## Set task
How many lines of the records contain the string "taillight"? Treat uppercase and lowercase as different, and reply with the count alone.
○ ○ ○ ○
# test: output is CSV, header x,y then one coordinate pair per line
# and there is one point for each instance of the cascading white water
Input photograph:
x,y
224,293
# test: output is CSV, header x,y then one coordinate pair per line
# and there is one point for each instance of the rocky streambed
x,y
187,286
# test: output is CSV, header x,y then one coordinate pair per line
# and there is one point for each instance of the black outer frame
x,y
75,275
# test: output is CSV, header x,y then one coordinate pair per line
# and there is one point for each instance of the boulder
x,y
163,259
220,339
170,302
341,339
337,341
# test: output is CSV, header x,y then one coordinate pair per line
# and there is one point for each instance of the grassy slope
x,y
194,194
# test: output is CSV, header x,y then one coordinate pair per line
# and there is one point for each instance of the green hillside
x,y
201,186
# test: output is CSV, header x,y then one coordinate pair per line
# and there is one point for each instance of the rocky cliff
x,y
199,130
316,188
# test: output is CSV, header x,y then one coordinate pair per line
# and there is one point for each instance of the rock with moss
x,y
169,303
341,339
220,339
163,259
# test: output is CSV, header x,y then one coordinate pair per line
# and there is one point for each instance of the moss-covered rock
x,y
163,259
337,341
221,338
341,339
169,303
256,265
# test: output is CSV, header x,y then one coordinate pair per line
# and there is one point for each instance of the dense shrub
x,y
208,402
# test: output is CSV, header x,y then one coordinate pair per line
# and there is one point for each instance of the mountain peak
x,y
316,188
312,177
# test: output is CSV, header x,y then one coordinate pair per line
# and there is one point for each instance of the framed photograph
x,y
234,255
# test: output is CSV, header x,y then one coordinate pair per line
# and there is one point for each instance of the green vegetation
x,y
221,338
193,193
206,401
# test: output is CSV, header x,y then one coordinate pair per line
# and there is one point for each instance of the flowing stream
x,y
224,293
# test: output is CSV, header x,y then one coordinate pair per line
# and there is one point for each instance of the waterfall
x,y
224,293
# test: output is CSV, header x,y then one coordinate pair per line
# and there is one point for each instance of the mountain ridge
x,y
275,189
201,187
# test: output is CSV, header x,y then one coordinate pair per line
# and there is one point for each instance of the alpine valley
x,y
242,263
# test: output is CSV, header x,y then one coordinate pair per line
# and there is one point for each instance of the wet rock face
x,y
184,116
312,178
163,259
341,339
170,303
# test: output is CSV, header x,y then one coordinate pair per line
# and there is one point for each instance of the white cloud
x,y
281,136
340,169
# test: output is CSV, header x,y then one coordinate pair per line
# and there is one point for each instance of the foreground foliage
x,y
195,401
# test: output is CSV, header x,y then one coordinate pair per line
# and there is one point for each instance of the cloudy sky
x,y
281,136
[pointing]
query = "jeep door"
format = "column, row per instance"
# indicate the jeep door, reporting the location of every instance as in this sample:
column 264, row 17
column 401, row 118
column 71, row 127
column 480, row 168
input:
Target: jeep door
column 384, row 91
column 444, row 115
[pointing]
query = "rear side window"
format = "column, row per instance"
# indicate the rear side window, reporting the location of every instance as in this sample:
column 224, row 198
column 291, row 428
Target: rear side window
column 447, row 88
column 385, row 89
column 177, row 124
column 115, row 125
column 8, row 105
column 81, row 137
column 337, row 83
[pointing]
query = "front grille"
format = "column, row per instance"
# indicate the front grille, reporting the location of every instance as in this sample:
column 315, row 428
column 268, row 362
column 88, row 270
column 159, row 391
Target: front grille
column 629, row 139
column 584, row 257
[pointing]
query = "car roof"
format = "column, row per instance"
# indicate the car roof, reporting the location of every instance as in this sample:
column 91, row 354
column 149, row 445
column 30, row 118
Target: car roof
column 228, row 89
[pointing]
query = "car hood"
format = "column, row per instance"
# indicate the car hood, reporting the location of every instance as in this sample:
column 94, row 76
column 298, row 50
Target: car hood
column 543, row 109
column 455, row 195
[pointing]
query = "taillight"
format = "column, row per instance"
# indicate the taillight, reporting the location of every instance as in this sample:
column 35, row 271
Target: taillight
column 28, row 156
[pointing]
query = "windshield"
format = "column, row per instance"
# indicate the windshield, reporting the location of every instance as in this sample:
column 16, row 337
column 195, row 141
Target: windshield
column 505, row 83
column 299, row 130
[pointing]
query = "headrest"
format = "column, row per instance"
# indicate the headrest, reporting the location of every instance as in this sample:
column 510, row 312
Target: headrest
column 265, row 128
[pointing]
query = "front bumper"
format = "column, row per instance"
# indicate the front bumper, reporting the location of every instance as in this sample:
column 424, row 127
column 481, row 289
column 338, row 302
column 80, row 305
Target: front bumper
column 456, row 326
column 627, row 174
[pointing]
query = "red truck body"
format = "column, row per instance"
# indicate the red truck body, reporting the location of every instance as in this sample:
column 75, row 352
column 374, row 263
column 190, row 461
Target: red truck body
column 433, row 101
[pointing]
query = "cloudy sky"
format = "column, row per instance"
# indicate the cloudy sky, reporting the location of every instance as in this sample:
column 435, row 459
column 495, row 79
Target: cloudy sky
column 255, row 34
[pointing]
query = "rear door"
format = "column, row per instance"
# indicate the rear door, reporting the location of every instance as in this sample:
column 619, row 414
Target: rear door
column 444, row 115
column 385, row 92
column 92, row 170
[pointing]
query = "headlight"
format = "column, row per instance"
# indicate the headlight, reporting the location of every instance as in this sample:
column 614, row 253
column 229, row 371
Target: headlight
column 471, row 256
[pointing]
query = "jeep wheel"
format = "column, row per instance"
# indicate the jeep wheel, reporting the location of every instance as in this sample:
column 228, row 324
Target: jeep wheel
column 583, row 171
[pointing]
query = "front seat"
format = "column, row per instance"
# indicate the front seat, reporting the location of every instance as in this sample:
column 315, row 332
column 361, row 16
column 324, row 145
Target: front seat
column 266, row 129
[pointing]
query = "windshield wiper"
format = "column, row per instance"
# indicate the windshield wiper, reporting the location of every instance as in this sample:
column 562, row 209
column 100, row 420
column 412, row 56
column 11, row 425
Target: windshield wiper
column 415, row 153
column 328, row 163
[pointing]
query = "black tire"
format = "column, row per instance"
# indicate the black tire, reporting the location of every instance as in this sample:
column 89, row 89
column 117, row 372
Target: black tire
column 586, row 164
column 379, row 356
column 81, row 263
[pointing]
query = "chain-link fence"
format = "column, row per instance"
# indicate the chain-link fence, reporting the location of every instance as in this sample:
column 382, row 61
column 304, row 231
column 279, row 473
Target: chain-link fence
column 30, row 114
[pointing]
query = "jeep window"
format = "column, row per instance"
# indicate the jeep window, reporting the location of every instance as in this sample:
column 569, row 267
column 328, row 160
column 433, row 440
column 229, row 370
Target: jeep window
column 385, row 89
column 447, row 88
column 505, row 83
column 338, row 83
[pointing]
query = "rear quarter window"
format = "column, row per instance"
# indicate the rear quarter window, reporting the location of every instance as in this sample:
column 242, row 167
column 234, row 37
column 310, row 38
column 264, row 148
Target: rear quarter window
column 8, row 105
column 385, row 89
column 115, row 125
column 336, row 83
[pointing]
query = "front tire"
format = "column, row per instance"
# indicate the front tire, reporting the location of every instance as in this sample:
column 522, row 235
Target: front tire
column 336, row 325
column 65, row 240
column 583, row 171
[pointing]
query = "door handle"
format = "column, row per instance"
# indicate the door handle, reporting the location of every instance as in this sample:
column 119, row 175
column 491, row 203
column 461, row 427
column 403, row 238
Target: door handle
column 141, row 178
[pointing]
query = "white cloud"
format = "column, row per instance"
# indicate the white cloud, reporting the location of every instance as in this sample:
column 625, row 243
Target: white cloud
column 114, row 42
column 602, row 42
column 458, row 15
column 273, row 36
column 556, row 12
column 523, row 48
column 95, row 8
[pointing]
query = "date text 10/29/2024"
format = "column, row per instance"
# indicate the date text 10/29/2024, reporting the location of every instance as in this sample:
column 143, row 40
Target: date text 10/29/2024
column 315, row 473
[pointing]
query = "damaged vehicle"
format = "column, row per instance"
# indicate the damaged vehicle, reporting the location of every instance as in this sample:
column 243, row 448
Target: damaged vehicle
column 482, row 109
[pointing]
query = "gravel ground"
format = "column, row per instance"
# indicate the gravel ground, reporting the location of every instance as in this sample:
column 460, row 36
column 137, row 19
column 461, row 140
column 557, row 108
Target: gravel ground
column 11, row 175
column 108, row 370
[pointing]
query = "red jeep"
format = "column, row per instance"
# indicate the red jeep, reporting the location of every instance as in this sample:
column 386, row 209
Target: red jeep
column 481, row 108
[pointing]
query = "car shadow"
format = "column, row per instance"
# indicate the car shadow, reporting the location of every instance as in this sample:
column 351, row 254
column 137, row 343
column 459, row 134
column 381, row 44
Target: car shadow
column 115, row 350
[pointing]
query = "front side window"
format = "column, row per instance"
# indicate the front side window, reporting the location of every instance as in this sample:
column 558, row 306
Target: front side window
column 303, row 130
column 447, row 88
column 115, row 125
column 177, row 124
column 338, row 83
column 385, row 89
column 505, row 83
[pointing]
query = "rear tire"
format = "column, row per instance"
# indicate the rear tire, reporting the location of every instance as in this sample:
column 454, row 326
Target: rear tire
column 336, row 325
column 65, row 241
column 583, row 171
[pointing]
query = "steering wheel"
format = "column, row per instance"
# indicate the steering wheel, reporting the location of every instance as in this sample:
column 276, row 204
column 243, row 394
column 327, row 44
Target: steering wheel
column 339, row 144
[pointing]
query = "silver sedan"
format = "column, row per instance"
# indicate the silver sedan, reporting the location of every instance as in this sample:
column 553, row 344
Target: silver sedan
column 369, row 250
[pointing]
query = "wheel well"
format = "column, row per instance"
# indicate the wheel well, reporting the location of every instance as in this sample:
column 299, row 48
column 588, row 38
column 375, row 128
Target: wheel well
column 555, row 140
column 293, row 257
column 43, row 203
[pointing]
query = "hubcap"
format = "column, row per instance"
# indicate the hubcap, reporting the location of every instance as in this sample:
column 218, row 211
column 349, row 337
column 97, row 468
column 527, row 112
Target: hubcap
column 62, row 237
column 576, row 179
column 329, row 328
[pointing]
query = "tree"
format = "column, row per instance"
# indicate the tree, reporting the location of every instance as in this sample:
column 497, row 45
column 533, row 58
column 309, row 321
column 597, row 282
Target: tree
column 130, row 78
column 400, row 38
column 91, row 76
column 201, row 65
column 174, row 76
○ ○ ○ ○
## Written solution
3